Задания к выполнению —
[A] Перепишите из текста об общенациональной дискуссии всё, начиная со слов «Но в принципе» и вплоть до слов «далеко не с нуля.».
[B] Продолжите текст об общенациональной дискуссии, начав сразу после его последнего предложения.

Дело в том, что общенациональная дискуссия, в том числе и в средствах массовой информации, - она ведь ведется, ну, скажем, с 1994 года, со времени первой чеченской войны. По этому поводу уже сломано множество копий, рассмотрено и отброшено множество точек зрения, поэтому сейчас мы начинаем не с нуля. Собственно, и политики, и общественность хорошо понимают систему координат, о чем именно они говорят.

Но в принципе - да, конечно, сейчас мы переживаем период некоторой такой искусственной консолидации после террористических актов, когда нация охвачена гневом, другими совершенно понятными чувствами. Пройдет время, события будут развиваться, и я уверен, что эта национальная полемика будет становиться все более содержательной. Но я повторяю: мы и сейчас начинаем далеко не с нуля.

Савик Шустер:

Константин, одну только секундочку, я хочу уточняющий вопрос...

Я абсолютно согласен, Игорь Евгеньевич, что НТВ - самая профессиональная информационная станция в России, но я с трудом себе представляю, чтобы "Эй-Би-Си", "Эн-Би-Си" или "Си-Би-Эс", или "Би-Би-Си" дали в эфир звукозапись разговора "якобы Березовского" с "якобы Удуговым".

[Записи указаний]
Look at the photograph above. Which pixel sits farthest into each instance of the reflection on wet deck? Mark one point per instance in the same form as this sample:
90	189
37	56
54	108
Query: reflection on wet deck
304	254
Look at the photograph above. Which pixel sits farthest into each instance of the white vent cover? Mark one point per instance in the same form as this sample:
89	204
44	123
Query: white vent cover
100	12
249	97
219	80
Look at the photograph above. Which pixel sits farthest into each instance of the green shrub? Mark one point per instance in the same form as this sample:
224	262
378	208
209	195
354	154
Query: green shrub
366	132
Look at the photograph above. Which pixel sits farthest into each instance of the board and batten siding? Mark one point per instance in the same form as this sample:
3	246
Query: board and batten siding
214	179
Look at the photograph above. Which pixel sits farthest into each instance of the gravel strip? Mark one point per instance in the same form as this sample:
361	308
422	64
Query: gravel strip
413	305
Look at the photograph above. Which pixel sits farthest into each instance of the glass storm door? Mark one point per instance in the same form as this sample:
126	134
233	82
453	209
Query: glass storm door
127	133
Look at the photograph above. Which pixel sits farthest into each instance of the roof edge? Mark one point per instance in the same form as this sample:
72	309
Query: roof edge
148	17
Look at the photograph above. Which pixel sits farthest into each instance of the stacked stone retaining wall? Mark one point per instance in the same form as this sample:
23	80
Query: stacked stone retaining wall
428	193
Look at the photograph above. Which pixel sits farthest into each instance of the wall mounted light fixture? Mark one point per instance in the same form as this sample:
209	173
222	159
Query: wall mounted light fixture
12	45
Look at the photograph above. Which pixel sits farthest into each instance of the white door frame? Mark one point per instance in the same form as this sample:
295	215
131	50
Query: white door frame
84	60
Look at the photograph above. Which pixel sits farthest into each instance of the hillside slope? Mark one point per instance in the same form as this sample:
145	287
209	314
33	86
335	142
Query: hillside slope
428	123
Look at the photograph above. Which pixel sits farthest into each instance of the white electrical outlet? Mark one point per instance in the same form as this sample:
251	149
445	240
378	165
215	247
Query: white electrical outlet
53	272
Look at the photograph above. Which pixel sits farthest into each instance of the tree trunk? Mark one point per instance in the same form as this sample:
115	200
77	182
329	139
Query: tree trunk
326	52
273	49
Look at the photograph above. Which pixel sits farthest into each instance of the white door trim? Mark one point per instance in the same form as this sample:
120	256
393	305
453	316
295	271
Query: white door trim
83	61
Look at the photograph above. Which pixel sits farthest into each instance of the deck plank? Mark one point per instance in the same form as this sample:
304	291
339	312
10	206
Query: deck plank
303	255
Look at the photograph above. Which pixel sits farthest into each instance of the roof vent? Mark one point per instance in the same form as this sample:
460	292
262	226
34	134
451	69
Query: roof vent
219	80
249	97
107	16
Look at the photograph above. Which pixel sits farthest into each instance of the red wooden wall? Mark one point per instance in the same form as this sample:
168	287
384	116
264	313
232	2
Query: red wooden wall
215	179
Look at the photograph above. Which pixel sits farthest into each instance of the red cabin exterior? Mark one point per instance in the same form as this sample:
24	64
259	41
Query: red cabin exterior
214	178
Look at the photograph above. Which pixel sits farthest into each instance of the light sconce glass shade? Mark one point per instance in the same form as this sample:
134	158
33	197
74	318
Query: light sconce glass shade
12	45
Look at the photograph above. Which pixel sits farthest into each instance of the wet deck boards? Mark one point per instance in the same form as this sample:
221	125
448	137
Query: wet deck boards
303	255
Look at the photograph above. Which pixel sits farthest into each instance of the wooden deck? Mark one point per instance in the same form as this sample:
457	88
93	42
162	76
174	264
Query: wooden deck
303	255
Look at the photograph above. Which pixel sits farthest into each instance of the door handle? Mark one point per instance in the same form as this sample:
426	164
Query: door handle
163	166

Ответы ниже —
[A]
Но в принципе - да, конечно, сейчас мы переживаем период некоторой такой искусственной консолидации после террористических актов, когда нация охвачена гневом, другими совершенно понятными чувствами. Пройдет время, события будут развиваться, и я уверен, что эта национальная полемика будет становиться все более содержательной. Но я повторяю: мы и сейчас начинаем далеко не с нуля.

[B]
Игорь Малашенко:

Ну, я не уверен, что они бы ее не дали. Дело в том, что запись эта была прослушана. Мы не эксперты, но... журналисты НТВ субъективно уверены, что эта запись - подлинная. Слава Богу - и того, и другого они слышали, и именно в силу этого они решили давать эту запись в эфир, поскольку она имеет прямое отношение к самым серьезным вопросам национальной безопасности.

Савик Шустер:

Константин Эгерт, пожалуйста.

Константин Эгерт:

Да, в продолжение темы масс-медиа. Игорь Евгеньевич. Вы вот так критически отозвались о публикации в "Известиях" по поводу интервью генерала Лебедя...

Игорь Малашенко:

Не по поводу интервью. Извините, ради Бога, что я вас перебиваю. По поводу оформления первой полосы и сообщения гигантскими буквами: "Переворот".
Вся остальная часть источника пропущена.